*DONNÉES*:
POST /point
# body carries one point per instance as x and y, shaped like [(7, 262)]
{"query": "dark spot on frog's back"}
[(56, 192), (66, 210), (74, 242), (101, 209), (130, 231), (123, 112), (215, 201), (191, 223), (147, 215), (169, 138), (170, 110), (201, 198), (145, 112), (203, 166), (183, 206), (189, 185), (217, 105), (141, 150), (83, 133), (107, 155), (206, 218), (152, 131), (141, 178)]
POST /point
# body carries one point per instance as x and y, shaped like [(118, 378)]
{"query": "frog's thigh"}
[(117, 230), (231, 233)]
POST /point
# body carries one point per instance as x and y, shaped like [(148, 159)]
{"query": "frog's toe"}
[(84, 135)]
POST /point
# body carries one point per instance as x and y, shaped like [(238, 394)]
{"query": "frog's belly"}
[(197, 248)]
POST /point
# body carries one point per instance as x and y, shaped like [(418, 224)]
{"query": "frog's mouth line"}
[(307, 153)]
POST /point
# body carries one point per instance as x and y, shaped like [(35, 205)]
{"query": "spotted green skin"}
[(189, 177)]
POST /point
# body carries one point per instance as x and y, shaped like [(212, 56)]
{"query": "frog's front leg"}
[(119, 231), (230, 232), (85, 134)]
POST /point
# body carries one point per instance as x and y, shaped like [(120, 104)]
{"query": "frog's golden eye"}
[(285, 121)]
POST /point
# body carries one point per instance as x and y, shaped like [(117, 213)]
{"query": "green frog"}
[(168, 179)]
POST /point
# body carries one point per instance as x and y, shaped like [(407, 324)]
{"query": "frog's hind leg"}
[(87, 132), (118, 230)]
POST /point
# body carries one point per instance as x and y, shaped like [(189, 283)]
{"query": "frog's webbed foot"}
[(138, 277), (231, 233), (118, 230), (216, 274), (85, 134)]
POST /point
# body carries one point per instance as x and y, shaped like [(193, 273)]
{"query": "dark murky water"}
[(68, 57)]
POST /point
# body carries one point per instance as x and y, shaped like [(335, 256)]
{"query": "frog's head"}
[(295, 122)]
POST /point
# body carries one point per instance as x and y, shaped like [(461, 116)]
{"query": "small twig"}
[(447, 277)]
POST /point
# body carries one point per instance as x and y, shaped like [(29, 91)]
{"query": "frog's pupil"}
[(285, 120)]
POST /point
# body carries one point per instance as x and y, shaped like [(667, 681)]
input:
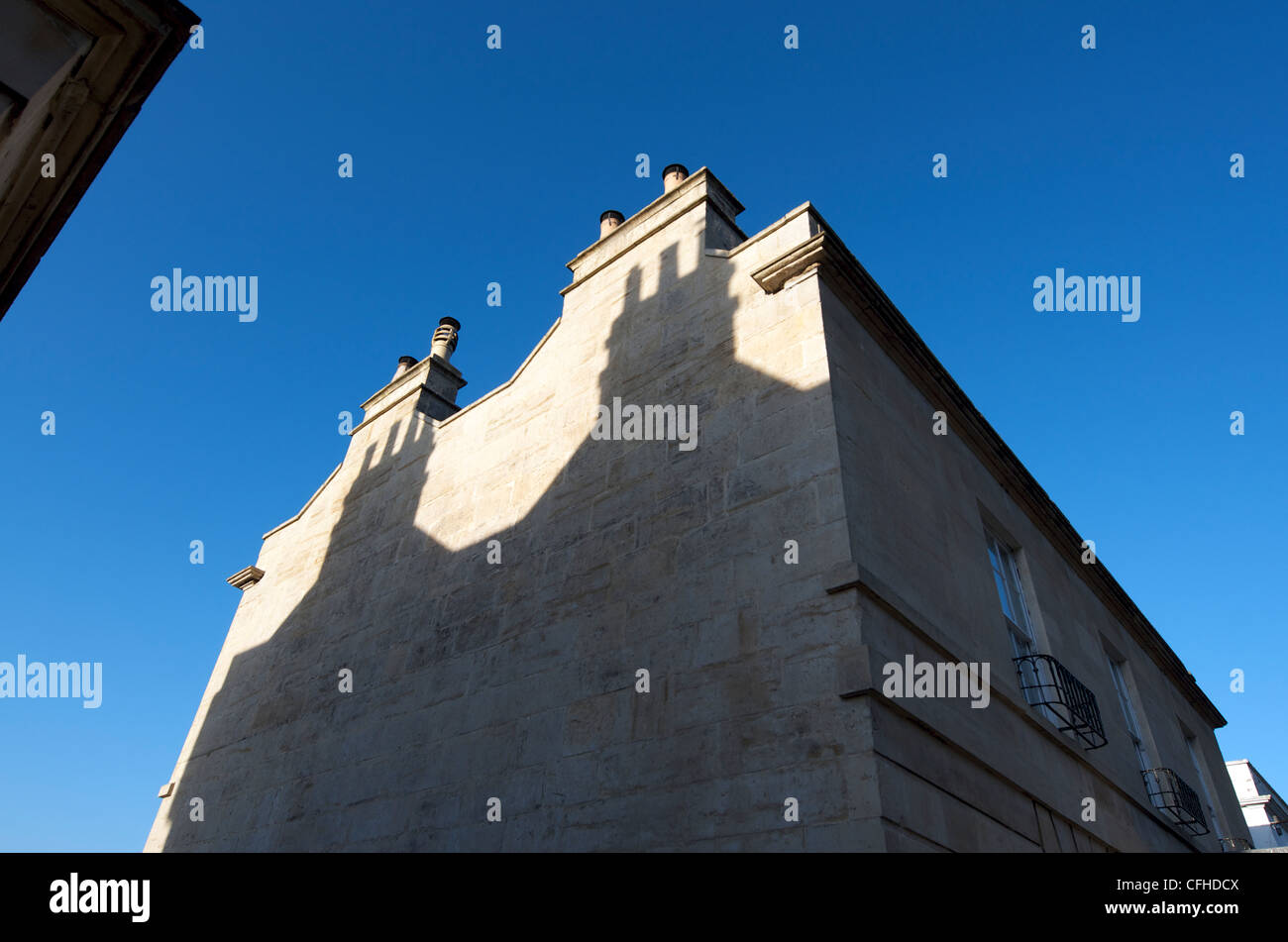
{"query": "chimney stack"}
[(608, 222), (445, 339), (673, 176)]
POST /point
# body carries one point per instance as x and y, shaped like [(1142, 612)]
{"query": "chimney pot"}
[(445, 339), (609, 220), (673, 176)]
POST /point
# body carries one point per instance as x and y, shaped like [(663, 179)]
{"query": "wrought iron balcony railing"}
[(1176, 799), (1048, 684)]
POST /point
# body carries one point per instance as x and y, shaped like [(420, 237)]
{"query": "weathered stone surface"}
[(516, 680)]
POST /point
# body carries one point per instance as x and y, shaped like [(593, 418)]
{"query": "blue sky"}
[(473, 166)]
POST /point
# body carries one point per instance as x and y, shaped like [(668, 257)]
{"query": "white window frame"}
[(1192, 744), (1010, 592), (1133, 731)]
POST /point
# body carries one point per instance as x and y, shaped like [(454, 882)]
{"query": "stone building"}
[(73, 75), (494, 580), (1263, 811)]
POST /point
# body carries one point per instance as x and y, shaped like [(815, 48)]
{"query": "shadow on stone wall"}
[(516, 680)]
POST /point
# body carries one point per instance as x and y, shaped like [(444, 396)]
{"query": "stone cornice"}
[(245, 577), (700, 187)]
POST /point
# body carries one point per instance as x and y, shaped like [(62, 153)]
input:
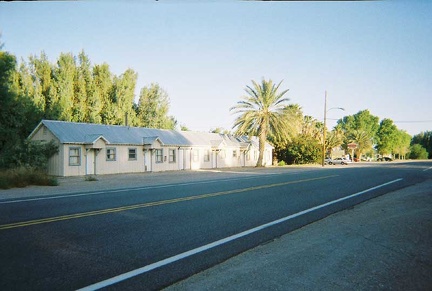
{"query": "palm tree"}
[(363, 141), (263, 113)]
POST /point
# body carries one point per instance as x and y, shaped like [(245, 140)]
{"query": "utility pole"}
[(324, 129)]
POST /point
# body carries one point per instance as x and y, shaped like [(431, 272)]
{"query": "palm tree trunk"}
[(262, 141)]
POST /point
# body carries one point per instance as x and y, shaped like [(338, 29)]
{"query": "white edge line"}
[(189, 253)]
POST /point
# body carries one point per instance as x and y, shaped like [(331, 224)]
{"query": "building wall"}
[(104, 158)]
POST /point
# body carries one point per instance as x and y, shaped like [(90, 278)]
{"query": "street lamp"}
[(325, 125)]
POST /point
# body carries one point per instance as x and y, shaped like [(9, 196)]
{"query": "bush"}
[(90, 178), (417, 152), (303, 150), (28, 154), (25, 176)]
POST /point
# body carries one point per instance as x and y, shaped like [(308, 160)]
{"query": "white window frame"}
[(195, 155), (111, 154), (159, 156), (172, 155), (206, 155), (76, 156), (132, 151)]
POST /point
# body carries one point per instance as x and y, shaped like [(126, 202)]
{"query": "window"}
[(222, 154), (111, 154), (207, 156), (159, 156), (74, 156), (172, 156), (195, 155), (132, 154)]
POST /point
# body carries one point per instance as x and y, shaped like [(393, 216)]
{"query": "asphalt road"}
[(148, 237)]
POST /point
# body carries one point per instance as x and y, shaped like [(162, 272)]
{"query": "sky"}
[(374, 55)]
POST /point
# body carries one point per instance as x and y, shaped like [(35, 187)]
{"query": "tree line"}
[(264, 111), (72, 89)]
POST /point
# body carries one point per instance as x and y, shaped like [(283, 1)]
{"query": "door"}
[(90, 160)]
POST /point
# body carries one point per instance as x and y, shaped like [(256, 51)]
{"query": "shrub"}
[(25, 176), (303, 150), (91, 178), (417, 152)]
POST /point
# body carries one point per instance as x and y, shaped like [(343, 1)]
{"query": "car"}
[(385, 159), (341, 161)]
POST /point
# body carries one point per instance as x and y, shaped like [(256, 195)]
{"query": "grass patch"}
[(25, 176)]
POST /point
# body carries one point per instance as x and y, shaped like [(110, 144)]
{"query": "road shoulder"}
[(383, 243)]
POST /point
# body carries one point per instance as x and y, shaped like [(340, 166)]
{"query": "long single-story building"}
[(90, 149)]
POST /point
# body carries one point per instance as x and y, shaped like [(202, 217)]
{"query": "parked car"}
[(384, 159), (340, 161)]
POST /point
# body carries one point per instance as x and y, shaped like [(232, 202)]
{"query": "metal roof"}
[(88, 133)]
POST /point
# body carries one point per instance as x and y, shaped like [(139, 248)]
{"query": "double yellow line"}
[(149, 204)]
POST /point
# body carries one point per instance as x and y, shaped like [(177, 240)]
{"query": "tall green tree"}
[(64, 76), (10, 116), (363, 141), (103, 81), (387, 137), (153, 107), (425, 140), (122, 96), (360, 128), (418, 152), (402, 144), (262, 112)]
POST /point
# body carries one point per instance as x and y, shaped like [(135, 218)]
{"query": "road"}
[(148, 237)]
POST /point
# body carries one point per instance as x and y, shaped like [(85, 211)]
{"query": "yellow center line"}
[(150, 204)]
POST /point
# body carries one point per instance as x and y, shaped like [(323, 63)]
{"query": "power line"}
[(412, 121)]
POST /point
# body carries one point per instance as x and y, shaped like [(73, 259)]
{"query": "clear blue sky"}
[(367, 55)]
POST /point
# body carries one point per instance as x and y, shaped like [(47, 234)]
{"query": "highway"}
[(148, 237)]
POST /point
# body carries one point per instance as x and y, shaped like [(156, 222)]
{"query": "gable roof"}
[(88, 133)]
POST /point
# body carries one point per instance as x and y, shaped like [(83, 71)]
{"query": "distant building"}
[(89, 149)]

*CONSIGNE*:
Recopiez ces lignes à l'identique pour toutes les entrées, sans mettre les images dans votre réponse.

*CORRIGÉ*:
POST /point
# body carries one point per instance as x and y, shaped like [(7, 262)]
{"query": "dark spot on frog's back"}
[(56, 192), (66, 210), (74, 242), (101, 209), (130, 231), (123, 112), (215, 201), (191, 223), (147, 215), (169, 138), (170, 110), (201, 198), (145, 112), (203, 166), (183, 206), (189, 185), (217, 105), (141, 150), (83, 133), (107, 155), (206, 218), (152, 131), (141, 178)]
POST /point
# body carries one point per instance as x and y, shaped like [(118, 378)]
{"query": "frog's thigh"}
[(117, 230), (231, 233)]
POST /point
# body carries one point per instance as x and y, shaped like [(148, 159)]
{"query": "frog's toe"}
[(84, 135)]
POST /point
# body carries one point per instance as x and y, shaped like [(238, 394)]
{"query": "frog's belly"}
[(197, 248)]
POST /point
# body carries one point per instance as x and y, shaped like [(418, 224)]
{"query": "frog's mouth line"}
[(307, 153)]
POST /point
# body carries one point per instance as x and y, shaped like [(35, 205)]
{"query": "spotted green skin"}
[(189, 177)]
POST /point
# body carries one point per instance as x and y, shaped like [(212, 56)]
{"query": "frog's front leg"}
[(119, 231), (230, 232), (85, 134)]
POST /point
# body carries one point per instance as x and y, shaped like [(120, 104)]
{"query": "frog's golden eye"}
[(285, 121)]
POST /point
# body carries one point per instance as x and y, shaped like [(117, 213)]
{"query": "green frog"}
[(168, 179)]
POST /point
# body carries one point per instance as x and y, shaped like [(407, 324)]
{"query": "frog's hind leg"}
[(87, 132), (118, 230)]
POST /point
# body carries one point per instance as x and y, shaped like [(189, 283)]
{"query": "frog's webbed foot"}
[(138, 277), (231, 233), (118, 230), (216, 274), (85, 134)]
POST /point
# body carries one point per instance as x and y, shaped like [(193, 273)]
{"query": "dark murky water"}
[(68, 57)]
POST /point
# body carries one point per instance as x and y, shaped like [(335, 256)]
{"query": "frog's head"}
[(295, 122)]
POST /point
# body carries one point per instance as x and y, shaped like [(461, 116)]
{"query": "small twig"}
[(447, 277)]
POST /point
# body carries one point per instance as x and y, shaped like [(29, 91)]
{"query": "frog's pupil"}
[(285, 120)]
POST /point
# body carries one point per instance as x and y, shaped like [(667, 681)]
input:
{"query": "chimney stack"}
[(608, 222), (445, 339), (673, 176)]
POST /point
# body carries one point per instance as x and y, shaped like [(1142, 612)]
{"query": "chimney pot"}
[(445, 339), (609, 220), (673, 176)]
POST /point
# body carries one point per instance as x and y, shaped like [(663, 179)]
{"query": "wrought iron balcony railing"}
[(1176, 799), (1048, 684)]
POST /point
# body carries one point per instance as x and y, shaped like [(420, 237)]
{"query": "weathered stone surface"}
[(516, 680)]
POST /point
# body carries one point per instance as x and y, shaped like [(593, 418)]
{"query": "blue sky"}
[(473, 166)]
POST /point
# body carries one point per instance as x and y, shaped like [(668, 257)]
{"query": "white window frame"}
[(1192, 744), (1010, 592), (1133, 731)]
POST /point
# body carries one point per instance as x and y, shaped like [(454, 882)]
{"query": "stone building"}
[(73, 75), (494, 580), (1263, 811)]
POST /point
# body carries one point per instance as x and y, shaped like [(815, 48)]
{"query": "shadow on stone wall"}
[(516, 680)]
POST /point
# body carries one point per instance as x and y, shaped like [(444, 396)]
{"query": "stone cornice"}
[(245, 577), (700, 187)]
POST /point
# body carries one point per instance as x and y, shaped like [(62, 153)]
input:
{"query": "palm tree"}
[(363, 141), (263, 113)]
POST /point
# body carries one point per instance as x and y, shaped like [(245, 140)]
{"query": "utility pole"}
[(324, 129)]
POST /point
# body carries one point per instance as x and y, shaped like [(431, 272)]
{"query": "palm tree trunk"}
[(262, 141)]
POST /point
# body carries one point per instance as x and y, shaped like [(338, 29)]
{"query": "white edge line"}
[(189, 253)]
POST /point
# body carries one point per instance as x and y, shaped like [(331, 224)]
{"query": "building wall"}
[(104, 158)]
POST /point
# body carries one point per instance as x and y, shaped like [(90, 278)]
{"query": "street lamp"}
[(325, 125)]
POST /point
# body carries one point per instance as x and y, shaped like [(9, 196)]
{"query": "bush"}
[(90, 178), (417, 152), (303, 150), (28, 154), (25, 176)]
POST /point
# body carries one point per instance as x and y, shaped like [(308, 160)]
{"query": "white window frame"}
[(195, 155), (111, 154), (159, 156), (172, 155), (206, 155), (76, 156), (132, 151)]
POST /point
# body carries one point per instance as x and y, shaped like [(126, 202)]
{"query": "window"}
[(222, 154), (111, 154), (207, 156), (159, 156), (74, 156), (172, 156), (195, 155), (132, 154)]
POST /point
# body carries one point per instance as x and y, shaped like [(393, 216)]
{"query": "asphalt road"}
[(148, 237)]
POST /point
# body carries one point per instance as x and y, shaped like [(162, 272)]
{"query": "sky"}
[(374, 55)]
POST /point
# body carries one point per instance as x and y, shaped like [(35, 187)]
{"query": "tree line"}
[(264, 111), (72, 89)]
POST /point
# body carries one point per instance as x and y, shaped like [(283, 1)]
{"query": "door"}
[(90, 160)]
POST /point
# body carries one point per instance as x and y, shaped like [(256, 51)]
{"query": "shrub"}
[(25, 176), (303, 150), (91, 178), (417, 152)]
POST /point
# body carries one point per instance as x and y, shaped like [(343, 1)]
{"query": "car"}
[(385, 159), (341, 161)]
POST /point
# body carries one point per instance as x and y, shaped like [(256, 195)]
{"query": "grass patch"}
[(25, 176)]
POST /point
# body carries one point per instance as x and y, shaped like [(110, 144)]
{"query": "road shoulder"}
[(383, 243)]
POST /point
# body carries one point per instance as x and y, shaped like [(340, 166)]
{"query": "long single-story building"}
[(90, 149)]
POST /point
# body carries one point per instance as x and y, shaped like [(202, 217)]
{"query": "parked car"}
[(384, 159), (340, 161)]
POST /point
# body carries one point per instance as x and y, shaped like [(232, 202)]
{"query": "metal roof"}
[(88, 133)]
POST /point
# body carries one point per instance as x and y, shaped like [(139, 248)]
{"query": "double yellow line"}
[(149, 204)]
POST /point
# body carries one point per instance as x and y, shaped like [(177, 240)]
{"query": "tall green tree"}
[(64, 76), (10, 116), (363, 141), (103, 81), (387, 137), (153, 107), (425, 140), (122, 96), (360, 128), (418, 152), (402, 144), (262, 112)]
POST /point
# body carries one point per instance as x and y, shaped like [(135, 218)]
{"query": "road"}
[(148, 237)]
POST /point
# body carries one point per instance as x and y, shaped like [(85, 211)]
{"query": "yellow center line"}
[(150, 204)]
POST /point
# body carries one point per instance as x and y, shaped like [(323, 63)]
{"query": "power line"}
[(412, 121)]
POST /point
# body carries one point per instance as x and y, shaped like [(73, 259)]
{"query": "clear blue sky"}
[(367, 55)]
POST /point
# body carries one point per instance as x and y, shaped like [(47, 234)]
{"query": "highway"}
[(148, 237)]
POST /point
# body carries one point per instance as x and y, shaped like [(156, 222)]
{"query": "gable roof"}
[(88, 133)]
POST /point
# body carries one point per instance as x and y, shaped like [(83, 71)]
{"query": "distant building"}
[(89, 149)]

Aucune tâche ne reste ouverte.